**What to work on:**
From the entries below, return every line that includes the word "falling".

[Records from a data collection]
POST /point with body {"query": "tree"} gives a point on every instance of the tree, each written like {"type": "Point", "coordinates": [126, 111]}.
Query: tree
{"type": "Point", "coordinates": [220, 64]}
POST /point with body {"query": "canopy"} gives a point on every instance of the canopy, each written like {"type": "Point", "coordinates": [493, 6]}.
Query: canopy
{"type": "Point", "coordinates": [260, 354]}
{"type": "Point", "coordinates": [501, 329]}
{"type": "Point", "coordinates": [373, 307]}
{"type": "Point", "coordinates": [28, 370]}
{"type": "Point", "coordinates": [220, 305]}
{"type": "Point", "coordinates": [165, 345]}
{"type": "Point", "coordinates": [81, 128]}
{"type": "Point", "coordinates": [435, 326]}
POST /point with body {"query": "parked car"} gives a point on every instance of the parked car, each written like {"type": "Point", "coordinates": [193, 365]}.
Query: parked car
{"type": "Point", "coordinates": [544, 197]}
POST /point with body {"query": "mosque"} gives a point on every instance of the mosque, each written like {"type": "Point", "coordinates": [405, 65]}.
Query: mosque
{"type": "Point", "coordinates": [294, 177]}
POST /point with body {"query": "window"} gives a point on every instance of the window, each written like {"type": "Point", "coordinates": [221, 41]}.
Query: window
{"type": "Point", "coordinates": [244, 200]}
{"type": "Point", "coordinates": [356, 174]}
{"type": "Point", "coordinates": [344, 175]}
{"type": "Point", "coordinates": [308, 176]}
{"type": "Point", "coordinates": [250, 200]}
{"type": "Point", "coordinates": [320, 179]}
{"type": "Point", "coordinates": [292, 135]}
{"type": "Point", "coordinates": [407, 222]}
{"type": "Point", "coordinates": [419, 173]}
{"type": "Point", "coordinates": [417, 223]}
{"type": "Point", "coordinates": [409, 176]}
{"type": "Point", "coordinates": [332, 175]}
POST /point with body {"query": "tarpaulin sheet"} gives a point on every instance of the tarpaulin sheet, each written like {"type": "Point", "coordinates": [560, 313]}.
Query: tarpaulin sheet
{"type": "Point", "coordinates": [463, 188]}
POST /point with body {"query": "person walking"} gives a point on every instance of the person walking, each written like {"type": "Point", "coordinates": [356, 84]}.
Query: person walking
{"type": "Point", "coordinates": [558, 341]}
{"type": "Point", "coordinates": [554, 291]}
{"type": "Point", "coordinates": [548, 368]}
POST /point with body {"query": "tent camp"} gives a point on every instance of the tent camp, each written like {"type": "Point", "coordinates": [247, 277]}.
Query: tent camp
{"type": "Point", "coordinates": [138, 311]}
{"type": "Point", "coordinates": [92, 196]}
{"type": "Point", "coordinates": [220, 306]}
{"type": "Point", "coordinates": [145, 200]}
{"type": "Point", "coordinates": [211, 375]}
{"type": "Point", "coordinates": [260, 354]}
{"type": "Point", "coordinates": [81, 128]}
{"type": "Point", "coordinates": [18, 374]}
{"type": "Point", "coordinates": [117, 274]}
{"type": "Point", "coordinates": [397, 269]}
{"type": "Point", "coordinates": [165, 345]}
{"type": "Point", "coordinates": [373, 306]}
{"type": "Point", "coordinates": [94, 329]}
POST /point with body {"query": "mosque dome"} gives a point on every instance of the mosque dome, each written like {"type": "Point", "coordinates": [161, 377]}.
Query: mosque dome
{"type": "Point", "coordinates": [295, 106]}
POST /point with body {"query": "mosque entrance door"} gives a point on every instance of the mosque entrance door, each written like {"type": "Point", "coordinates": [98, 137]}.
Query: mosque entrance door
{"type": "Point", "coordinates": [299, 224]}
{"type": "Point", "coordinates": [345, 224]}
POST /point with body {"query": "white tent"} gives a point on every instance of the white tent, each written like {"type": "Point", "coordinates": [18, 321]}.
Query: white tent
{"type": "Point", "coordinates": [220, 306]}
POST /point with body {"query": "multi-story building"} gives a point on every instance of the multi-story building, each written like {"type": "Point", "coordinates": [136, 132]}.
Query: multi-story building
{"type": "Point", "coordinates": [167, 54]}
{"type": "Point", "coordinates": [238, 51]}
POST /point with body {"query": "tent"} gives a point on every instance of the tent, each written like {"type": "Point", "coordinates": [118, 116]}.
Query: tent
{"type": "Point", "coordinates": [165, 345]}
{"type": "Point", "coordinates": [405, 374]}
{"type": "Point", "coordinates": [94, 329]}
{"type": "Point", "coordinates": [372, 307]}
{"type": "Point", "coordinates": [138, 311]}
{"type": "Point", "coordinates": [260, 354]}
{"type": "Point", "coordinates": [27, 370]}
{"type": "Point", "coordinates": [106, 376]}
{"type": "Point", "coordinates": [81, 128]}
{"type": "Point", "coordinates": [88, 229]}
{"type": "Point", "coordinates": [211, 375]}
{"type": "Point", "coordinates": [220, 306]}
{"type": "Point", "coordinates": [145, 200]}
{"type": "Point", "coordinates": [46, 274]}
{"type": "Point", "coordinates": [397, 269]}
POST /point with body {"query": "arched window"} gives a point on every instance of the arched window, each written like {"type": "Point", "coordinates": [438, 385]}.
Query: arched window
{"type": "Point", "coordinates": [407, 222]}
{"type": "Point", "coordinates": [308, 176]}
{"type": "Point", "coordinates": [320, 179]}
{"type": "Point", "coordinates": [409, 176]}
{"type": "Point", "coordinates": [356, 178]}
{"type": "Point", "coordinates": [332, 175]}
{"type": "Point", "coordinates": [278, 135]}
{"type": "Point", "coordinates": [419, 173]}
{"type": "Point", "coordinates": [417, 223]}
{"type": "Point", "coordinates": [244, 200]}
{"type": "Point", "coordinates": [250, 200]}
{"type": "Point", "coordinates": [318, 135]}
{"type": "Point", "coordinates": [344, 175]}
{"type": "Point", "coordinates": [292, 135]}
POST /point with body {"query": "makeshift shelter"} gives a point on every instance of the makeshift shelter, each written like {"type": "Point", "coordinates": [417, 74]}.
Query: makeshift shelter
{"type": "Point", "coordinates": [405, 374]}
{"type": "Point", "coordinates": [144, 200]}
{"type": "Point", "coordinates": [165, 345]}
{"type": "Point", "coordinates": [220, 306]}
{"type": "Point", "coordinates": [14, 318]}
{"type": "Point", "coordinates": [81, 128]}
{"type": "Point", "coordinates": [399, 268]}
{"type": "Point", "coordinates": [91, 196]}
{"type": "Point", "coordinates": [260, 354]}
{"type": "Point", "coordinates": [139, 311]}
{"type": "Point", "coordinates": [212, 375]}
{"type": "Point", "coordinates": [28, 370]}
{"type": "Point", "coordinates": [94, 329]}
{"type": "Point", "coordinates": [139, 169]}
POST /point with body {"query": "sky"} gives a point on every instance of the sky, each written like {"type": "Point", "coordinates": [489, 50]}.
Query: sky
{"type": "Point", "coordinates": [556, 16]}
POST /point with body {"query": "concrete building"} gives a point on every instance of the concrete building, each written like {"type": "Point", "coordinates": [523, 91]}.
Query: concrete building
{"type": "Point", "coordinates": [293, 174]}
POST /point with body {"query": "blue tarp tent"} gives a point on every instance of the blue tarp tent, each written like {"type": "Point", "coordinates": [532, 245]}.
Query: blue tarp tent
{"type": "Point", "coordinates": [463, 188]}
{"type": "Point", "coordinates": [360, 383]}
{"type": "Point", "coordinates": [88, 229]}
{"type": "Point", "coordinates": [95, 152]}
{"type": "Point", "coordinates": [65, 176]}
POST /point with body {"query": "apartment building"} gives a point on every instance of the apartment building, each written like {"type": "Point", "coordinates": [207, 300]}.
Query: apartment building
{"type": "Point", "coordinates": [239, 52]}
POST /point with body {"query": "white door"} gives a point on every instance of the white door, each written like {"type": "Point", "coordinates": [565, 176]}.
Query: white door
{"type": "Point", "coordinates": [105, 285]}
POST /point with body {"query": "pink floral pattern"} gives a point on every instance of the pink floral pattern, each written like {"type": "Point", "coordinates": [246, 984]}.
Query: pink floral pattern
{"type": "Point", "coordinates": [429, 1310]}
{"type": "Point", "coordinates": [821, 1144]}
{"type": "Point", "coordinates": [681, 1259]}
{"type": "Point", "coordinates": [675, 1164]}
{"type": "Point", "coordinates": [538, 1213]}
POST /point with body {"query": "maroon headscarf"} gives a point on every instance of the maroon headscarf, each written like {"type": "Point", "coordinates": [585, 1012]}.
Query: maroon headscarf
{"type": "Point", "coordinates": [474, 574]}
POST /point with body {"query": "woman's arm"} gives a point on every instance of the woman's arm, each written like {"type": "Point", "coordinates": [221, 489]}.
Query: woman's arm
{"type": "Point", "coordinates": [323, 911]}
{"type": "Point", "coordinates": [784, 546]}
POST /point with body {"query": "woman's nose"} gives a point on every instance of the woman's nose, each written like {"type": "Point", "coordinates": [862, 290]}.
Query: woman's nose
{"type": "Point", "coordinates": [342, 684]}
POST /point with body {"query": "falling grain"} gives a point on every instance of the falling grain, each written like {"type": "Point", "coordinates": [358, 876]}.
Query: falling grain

**Written reply:**
POST /point with body {"query": "falling grain"} gives a point on every instance of the falling grain, each written like {"type": "Point", "coordinates": [358, 876]}.
Query: falling grain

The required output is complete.